→ **WHAT THE EXERCISE ASKS**
Turn every line below into a JSON list of strings, one string per line, omitting blank lines and leaving out the pictures.
-- BEGIN SUPPLIED DATA --
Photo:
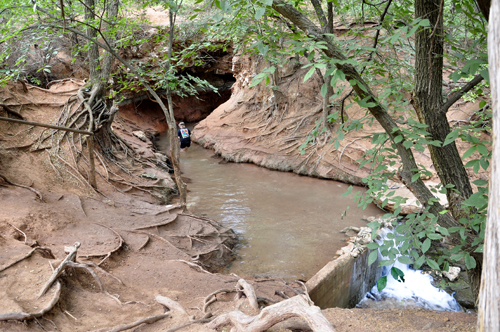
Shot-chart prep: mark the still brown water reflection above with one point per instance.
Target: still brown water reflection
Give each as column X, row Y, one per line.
column 289, row 225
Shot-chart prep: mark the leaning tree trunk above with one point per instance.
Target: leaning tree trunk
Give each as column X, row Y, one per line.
column 100, row 112
column 428, row 102
column 93, row 54
column 489, row 307
column 172, row 128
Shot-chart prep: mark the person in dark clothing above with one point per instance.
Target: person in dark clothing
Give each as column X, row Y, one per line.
column 184, row 135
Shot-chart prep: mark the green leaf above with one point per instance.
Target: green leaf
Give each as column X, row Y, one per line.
column 309, row 74
column 486, row 76
column 456, row 75
column 480, row 182
column 381, row 283
column 324, row 89
column 259, row 13
column 434, row 236
column 469, row 152
column 415, row 177
column 348, row 192
column 443, row 231
column 418, row 263
column 405, row 260
column 426, row 245
column 482, row 149
column 372, row 258
column 407, row 144
column 432, row 264
column 364, row 103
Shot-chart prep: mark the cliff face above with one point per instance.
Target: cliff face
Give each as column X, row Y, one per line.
column 267, row 128
column 275, row 129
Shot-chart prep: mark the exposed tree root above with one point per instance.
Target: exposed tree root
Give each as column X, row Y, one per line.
column 22, row 186
column 243, row 287
column 205, row 319
column 27, row 256
column 41, row 312
column 171, row 304
column 297, row 306
column 20, row 231
column 211, row 298
column 166, row 221
column 148, row 320
column 107, row 255
column 70, row 257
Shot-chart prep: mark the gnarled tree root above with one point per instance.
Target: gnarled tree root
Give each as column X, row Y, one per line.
column 26, row 256
column 26, row 316
column 297, row 306
column 244, row 287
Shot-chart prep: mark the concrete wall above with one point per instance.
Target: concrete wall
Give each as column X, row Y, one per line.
column 344, row 281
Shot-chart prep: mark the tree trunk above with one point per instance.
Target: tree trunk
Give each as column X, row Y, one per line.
column 93, row 49
column 489, row 306
column 172, row 128
column 428, row 102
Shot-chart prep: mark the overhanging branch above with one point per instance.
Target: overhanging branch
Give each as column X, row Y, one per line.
column 459, row 94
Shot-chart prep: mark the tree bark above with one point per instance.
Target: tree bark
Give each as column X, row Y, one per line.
column 418, row 188
column 428, row 103
column 172, row 128
column 489, row 307
column 93, row 54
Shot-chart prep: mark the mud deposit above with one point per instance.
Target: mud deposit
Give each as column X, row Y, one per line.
column 289, row 225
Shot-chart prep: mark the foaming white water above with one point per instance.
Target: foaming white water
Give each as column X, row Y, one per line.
column 417, row 288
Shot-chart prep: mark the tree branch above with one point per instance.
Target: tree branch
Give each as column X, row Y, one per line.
column 379, row 112
column 320, row 14
column 459, row 94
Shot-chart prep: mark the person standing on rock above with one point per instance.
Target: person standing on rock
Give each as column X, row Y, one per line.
column 184, row 135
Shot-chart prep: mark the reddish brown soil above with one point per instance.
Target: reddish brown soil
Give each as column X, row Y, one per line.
column 148, row 265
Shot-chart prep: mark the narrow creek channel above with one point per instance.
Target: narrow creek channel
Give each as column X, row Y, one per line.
column 289, row 225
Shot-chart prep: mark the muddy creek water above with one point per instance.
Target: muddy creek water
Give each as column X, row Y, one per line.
column 289, row 225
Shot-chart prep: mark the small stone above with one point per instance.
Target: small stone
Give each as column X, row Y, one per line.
column 150, row 176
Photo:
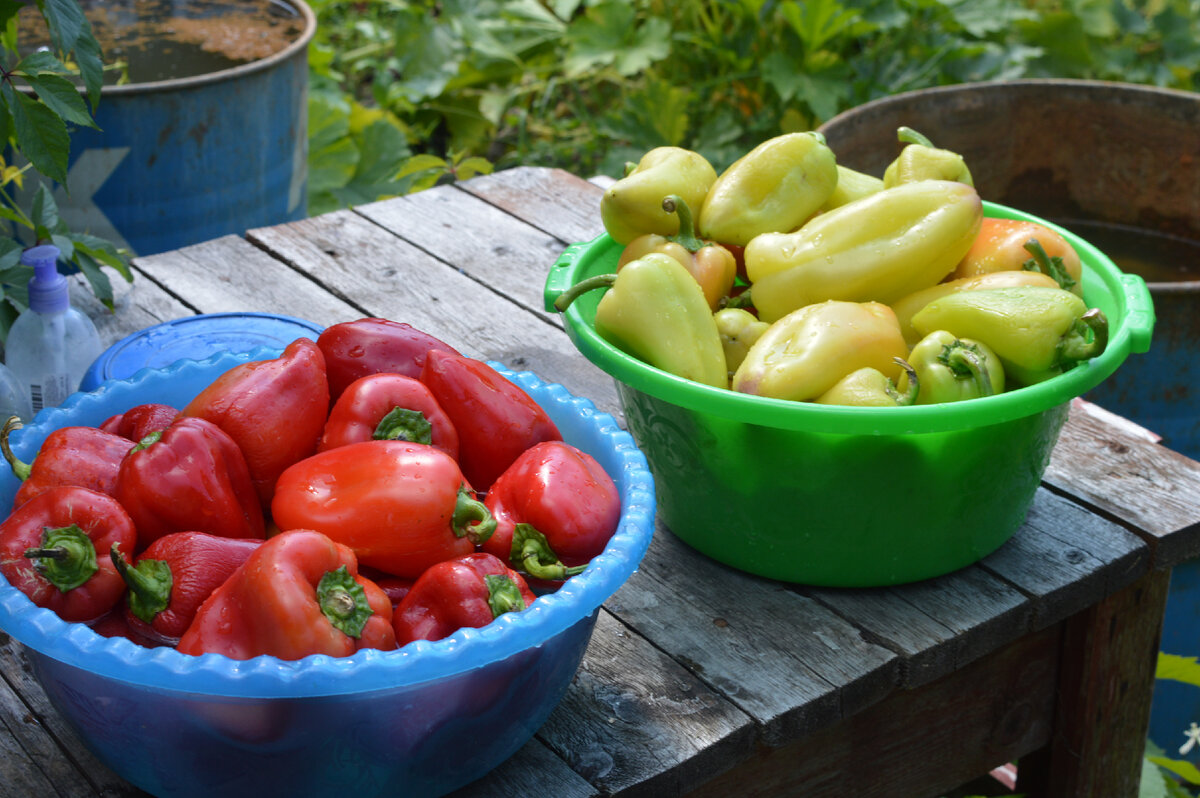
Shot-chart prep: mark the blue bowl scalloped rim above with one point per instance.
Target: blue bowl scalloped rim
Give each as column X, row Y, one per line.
column 265, row 677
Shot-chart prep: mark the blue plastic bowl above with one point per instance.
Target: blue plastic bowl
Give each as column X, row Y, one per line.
column 421, row 720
-- END SUPPLIED DATA --
→ **OUTPUT FOR THIS EXERCISE**
[
  "Photo:",
  "Shot-chart prep: mark the still brown water reflection above with one point per instance.",
  "Target: still brown water reflection",
  "Give each as column X, row Y, one per line.",
  "column 289, row 225",
  "Shot-chart prep: mark the leaning tree trunk above with one point per instance.",
  "Target: leaning tree trunk",
  "Give each as column X, row Y, one per line.",
  "column 100, row 112",
  "column 428, row 102",
  "column 93, row 54",
  "column 489, row 307",
  "column 172, row 128",
  "Shot-chart prep: mark the person in dark clothing above with one point per instance.",
  "Target: person in dark clothing",
  "Give each as column X, row Y, one per line.",
  "column 184, row 135",
  "Shot-chart prep: mark the green leaf above with one point per instance.",
  "Target: green leaf",
  "Give each as column X, row Y, one per line.",
  "column 309, row 74",
  "column 486, row 76",
  "column 456, row 75",
  "column 480, row 182",
  "column 381, row 283",
  "column 324, row 89",
  "column 259, row 13",
  "column 434, row 236",
  "column 469, row 152",
  "column 415, row 177",
  "column 348, row 192",
  "column 443, row 231",
  "column 418, row 263",
  "column 405, row 260",
  "column 426, row 245",
  "column 482, row 149",
  "column 372, row 258",
  "column 407, row 144",
  "column 432, row 264",
  "column 364, row 103",
  "Shot-chart prep: mark the cliff face above with one point per instance.",
  "Target: cliff face",
  "Give each as column X, row Y, one per line.",
  "column 267, row 128",
  "column 275, row 129",
  "Shot-chart prep: mark the exposed tree root above with one point per instance.",
  "Target: exposed tree root",
  "Give each as column X, row Y, one per line.",
  "column 22, row 186",
  "column 243, row 287",
  "column 205, row 319",
  "column 27, row 256",
  "column 41, row 312",
  "column 171, row 304",
  "column 297, row 306",
  "column 20, row 231",
  "column 211, row 298",
  "column 166, row 221",
  "column 148, row 320",
  "column 107, row 255",
  "column 70, row 257",
  "Shot-chart prep: mark the gnarled tree root above with one point per instance.",
  "Target: gnarled tree root",
  "Give each as column X, row Y, one per line.",
  "column 26, row 256",
  "column 26, row 316",
  "column 297, row 306",
  "column 244, row 287",
  "Shot-chart prep: mark the concrete wall above with one point per instance.",
  "Target: concrete wall",
  "Give each as column X, row Y, one per line.",
  "column 344, row 281",
  "Shot-chart prep: mark the tree trunk above with one point per instance.",
  "Target: tree trunk",
  "Give each as column X, row Y, one per line.",
  "column 93, row 49",
  "column 489, row 306",
  "column 172, row 128",
  "column 428, row 102",
  "Shot-chart prep: mark the overhanging branch above with one point per instance.",
  "Target: overhanging branch",
  "Give each as column X, row Y, one per line.",
  "column 459, row 94",
  "Shot-chart prep: mark the tree bark above with one point per instance.",
  "Target: tree bark",
  "Give each as column X, row Y, one per line.",
  "column 418, row 188",
  "column 428, row 103",
  "column 172, row 128",
  "column 489, row 307",
  "column 93, row 54",
  "Shot-chart prep: mark the mud deposit above with one point per instance.",
  "Target: mud deposit",
  "Give each as column X, row Y, one per line.",
  "column 289, row 225",
  "Shot-chart prep: mark the foaming white water above with one point per instance.",
  "Target: foaming white water",
  "Give each as column X, row Y, one per line.",
  "column 417, row 288",
  "Shot-chart prep: mark the tree branch above with one point per instance.",
  "Target: tree branch",
  "Give each as column X, row Y, one per line.",
  "column 379, row 112",
  "column 320, row 14",
  "column 459, row 94",
  "Shot-chart prep: mark the person standing on rock above with one point per instance.",
  "Target: person standing on rock",
  "Give each as column X, row Y, one per line.",
  "column 184, row 135",
  "Shot-chart prep: mark the reddish brown soil above with one point per instance.",
  "Target: reddish brown soil",
  "Give each as column X, row Y, one per line.",
  "column 148, row 265",
  "Shot-chart prep: mark the narrow creek channel above with one point per instance.",
  "Target: narrow creek channel",
  "Give each as column X, row Y, one per line.",
  "column 289, row 225",
  "Shot-chart prep: mark the muddy creek water above with one point per instance.",
  "Target: muddy creek water",
  "Give each as column X, row Y, one per line.",
  "column 289, row 225",
  "Shot-chart prep: mark the small stone above with one point per instance.",
  "Target: small stone",
  "Give each as column X, row Y, one per line.",
  "column 150, row 176",
  "Photo:",
  "Shot-chart prep: mark the blue bowl scalloped rim above with one point per instance.",
  "Target: blue bowl scalloped rim",
  "Give each as column X, row Y, one per line.",
  "column 265, row 677",
  "Shot-chart prep: mark the blue plastic bowl above with one point per instance.",
  "Target: blue plastic bowl",
  "Give each as column X, row Y, one per line.",
  "column 421, row 720"
]